Überqualifiziert
Das Profimusikwerkzeug Cakewalk Pro Audio 7 als Audio-Arranger

von CyberJack IV


Das ist der Bericht einer schrecklichen Zweckentfremdung - das Entern eines professionellen Midi-Musiksequenzer- und Produktionssystems durch die Hardcore-Dance-Szene. Mit anderen Worten: Die Verwendung von Cakewalk Pro Audio 7 als reiner Sample-Arranger.

Den Samplerittern steht eigentlich nur semiprofessionelles Werkzeug zur Verfügung: Ob Musik Maker, Dance Machine oder einer der zahlreichen weiteren Sample-Arrangern - ambitionierten Musikprojekten der digitalen Art stehen in all diesen Programmen die engen Leistungsgrenzen der Wühltischsoftware entgegen. Was bleibt, ist der Griff zu Studiosoftware, die eigentlich für andere Zwecke konzipiert wurde. Dieser Bericht erzählt von den Erfahrungen mit einem der führenden Produkte dieser Sparte beim reinrassigen Sample-Einsatz. Und der Herr bewahre uns vor allem, was da Midi heißt.

Um es vorweg zu nehmen - es geht. Cakewalk in seiner aktuellen Version mit seinen ausgefeilten Einstellmöglichkeiten für Cache und Speichereinsatz erlaubt das Abspielen komplexer, spurreicher Audioclip-Arrangements. Im Laufe dieses Tests entstand unter anderem ein Musikstück, das ausschließlich auf Samples beruht und in 32 (!) Spuren arrangiert ist. Trotz des Einsatzes eines Rechners der Mittelklasse (Pentium II 133 MHz, 90 MB RAM) lief die Wiedergabe ruckelfrei - und sogar das Display des Arrangierfensters wanderte anstandslos mit.

Wer Cakewalk 6 kennt, weiß, was er am Nachfolger hat. Präsentierte sich Version 6 noch im superspartanischen Windows-Nacktlook, zeigt Version 7, daß Schönheit nicht leistungssenkend wirken muß. Das Layout des Arrangierfensters ist elegant und dabei zurückhaltend. Die wahnwitzigsten Bugs scheinen ebenfalls behoben zu sein: So klappt nun der Aufruf einer Datei aus der Recent-Liste - ein Vorgang, der beim Vorgänger zuweilen überraschende Ergebnisse zeitigte.
 

 

Übrigens: der nächste avAtaR erscheint am 1.07.1999 !

 
   

 
Eine Unzahl von Ansichten zeigen das Musikstück aus den unterschiedlichsten Perspektiven und Aspekten - von der Eventliste über das Notenblatt bis zum Gesangstext. Für den Einsatz als Sample-Arranger sind vor allem drei Ansichten von Bedeutung: das Arrangierfenster, das Audiofenster und das virtuelle Mischpult. Alle drei Ansichten strotzen vor Funktionalität und Editiermöglichkeiten - eine komplette Beschreibung würde jeden Rahmen sprengen.

Bereitgestellte Angaben:

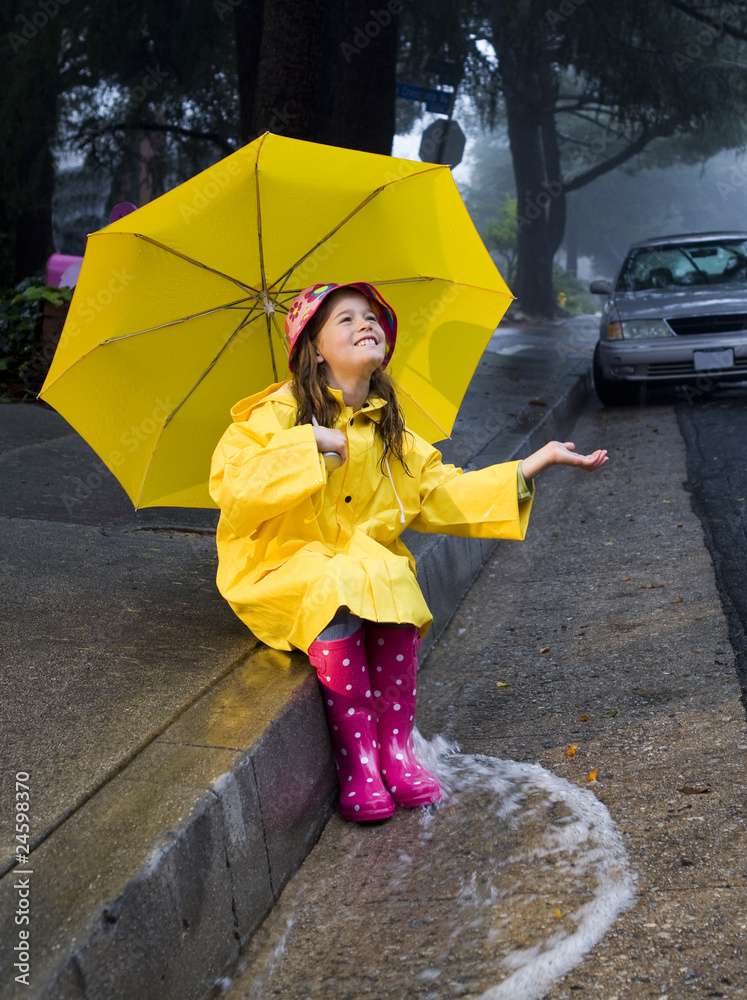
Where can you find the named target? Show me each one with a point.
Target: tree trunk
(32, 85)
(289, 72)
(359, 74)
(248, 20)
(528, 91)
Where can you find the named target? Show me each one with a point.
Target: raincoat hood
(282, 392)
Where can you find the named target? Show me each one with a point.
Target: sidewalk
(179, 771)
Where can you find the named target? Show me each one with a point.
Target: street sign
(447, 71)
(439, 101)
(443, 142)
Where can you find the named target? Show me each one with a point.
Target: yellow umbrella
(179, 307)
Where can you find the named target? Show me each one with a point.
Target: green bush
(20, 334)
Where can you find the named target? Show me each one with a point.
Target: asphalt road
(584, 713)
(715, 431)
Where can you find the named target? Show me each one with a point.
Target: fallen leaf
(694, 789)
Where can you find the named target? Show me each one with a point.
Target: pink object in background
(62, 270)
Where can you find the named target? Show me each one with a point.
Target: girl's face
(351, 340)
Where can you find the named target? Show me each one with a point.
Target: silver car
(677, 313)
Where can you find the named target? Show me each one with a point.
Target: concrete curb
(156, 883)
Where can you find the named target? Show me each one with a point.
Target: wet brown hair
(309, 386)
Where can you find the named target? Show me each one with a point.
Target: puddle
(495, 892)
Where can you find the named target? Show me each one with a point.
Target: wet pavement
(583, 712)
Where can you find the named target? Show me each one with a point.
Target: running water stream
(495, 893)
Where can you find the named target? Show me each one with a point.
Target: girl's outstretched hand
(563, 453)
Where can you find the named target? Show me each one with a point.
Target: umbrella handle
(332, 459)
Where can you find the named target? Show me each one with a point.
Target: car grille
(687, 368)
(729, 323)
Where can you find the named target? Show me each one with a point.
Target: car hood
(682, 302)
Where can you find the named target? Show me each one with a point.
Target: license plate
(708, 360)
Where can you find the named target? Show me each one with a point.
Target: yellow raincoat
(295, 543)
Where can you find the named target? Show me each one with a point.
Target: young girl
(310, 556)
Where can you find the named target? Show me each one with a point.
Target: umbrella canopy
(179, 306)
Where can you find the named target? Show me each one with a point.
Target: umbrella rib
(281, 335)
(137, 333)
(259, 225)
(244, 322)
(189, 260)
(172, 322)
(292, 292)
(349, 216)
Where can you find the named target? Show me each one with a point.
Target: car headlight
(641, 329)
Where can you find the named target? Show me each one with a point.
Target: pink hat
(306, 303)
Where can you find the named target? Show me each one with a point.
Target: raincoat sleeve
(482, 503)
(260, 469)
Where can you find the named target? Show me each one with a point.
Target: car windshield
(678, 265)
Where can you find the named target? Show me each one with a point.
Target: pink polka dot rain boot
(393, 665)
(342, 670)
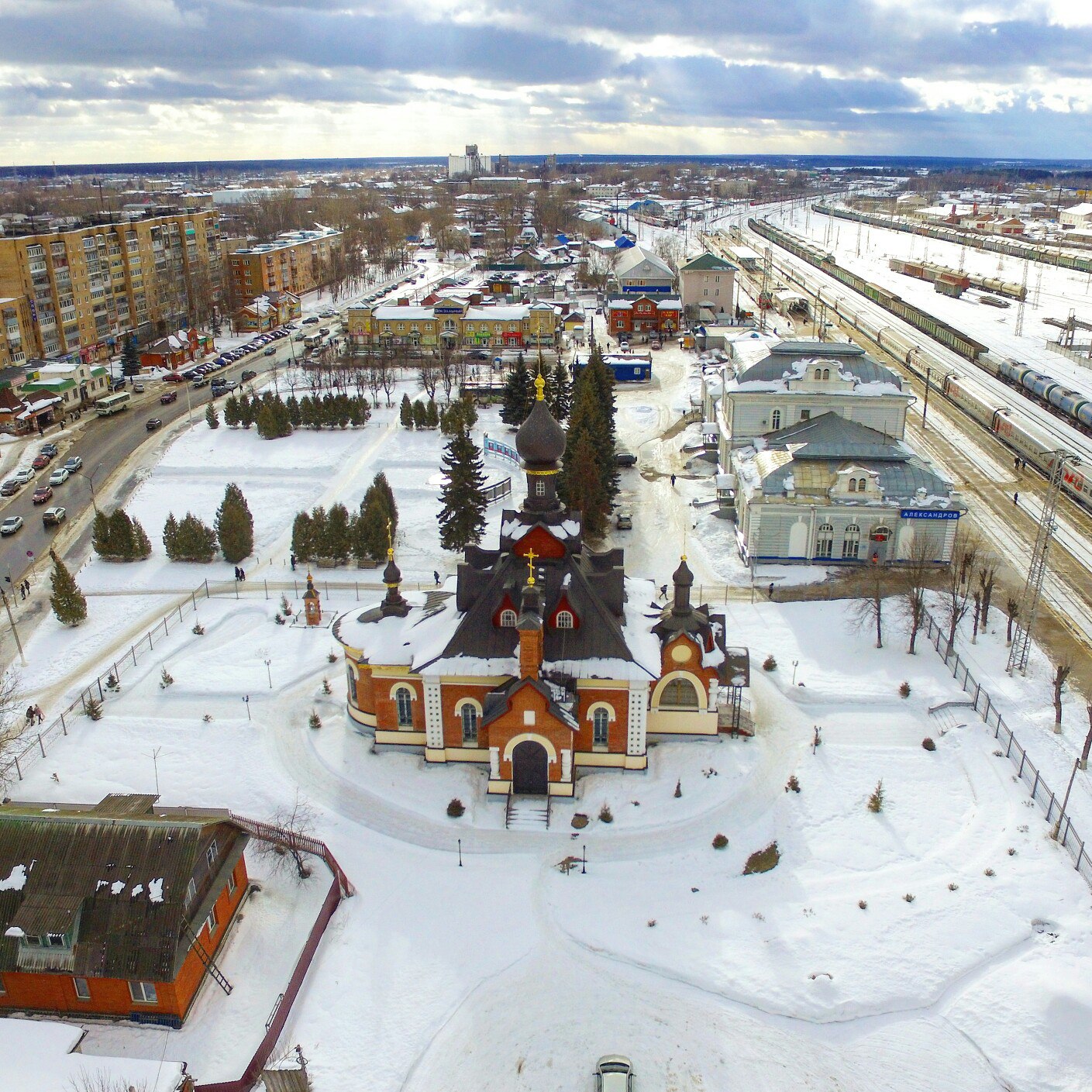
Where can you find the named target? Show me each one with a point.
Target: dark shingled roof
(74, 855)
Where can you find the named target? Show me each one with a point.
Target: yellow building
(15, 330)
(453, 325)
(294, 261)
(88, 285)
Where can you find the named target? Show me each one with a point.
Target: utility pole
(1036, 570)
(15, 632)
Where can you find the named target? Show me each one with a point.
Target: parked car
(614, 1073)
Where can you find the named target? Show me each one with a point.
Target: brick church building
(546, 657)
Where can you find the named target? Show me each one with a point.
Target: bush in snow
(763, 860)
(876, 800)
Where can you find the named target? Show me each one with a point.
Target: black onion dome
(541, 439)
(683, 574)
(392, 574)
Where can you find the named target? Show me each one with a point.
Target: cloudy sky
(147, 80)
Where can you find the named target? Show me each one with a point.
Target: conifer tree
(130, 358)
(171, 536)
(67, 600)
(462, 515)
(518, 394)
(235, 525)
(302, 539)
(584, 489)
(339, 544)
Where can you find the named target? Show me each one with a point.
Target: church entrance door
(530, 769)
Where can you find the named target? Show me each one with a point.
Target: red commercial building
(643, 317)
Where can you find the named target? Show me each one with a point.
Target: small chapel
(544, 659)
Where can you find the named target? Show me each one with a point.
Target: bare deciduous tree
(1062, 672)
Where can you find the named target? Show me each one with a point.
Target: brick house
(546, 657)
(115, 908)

Ziele:
A. In wie vielen Spuren ist das Musikstück arrangiert, das laut dem Cakewalk-Bericht im Test ausschließlich aus Samples entstand?
B. Gib den Cakewalk-Bericht zwischen „von CyberJack IV“ und „als reiner Sample-Arranger.“, beide einschließlich, wortgetreu wieder.

Antworten je Aufgabe:
A. In 32 Spuren.

B.
von CyberJack IV


Das ist der Bericht einer schrecklichen Zweckentfremdung - das Entern eines professionellen Midi-Musiksequenzer- und Produktionssystems durch die Hardcore-Dance-Szene. Mit anderen Worten: Die Verwendung von Cakewalk Pro Audio 7 als reiner Sample-Arranger.